| What is being asked |
Among the entries below, find the lines holding "instance" and copy them.

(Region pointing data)

——————

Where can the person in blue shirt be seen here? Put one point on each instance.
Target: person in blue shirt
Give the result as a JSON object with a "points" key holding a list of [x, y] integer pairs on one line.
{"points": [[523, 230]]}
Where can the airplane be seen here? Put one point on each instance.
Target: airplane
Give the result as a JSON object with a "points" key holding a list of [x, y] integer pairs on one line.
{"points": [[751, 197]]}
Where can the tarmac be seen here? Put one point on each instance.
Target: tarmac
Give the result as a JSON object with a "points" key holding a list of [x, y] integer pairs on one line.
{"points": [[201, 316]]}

——————

| Expected answer |
Where can the person in blue shirt be seen here? Put one point on each instance.
Where can the airplane be seen here? Put one point on each instance.
Where can the tarmac be seen here? Put one point on each instance.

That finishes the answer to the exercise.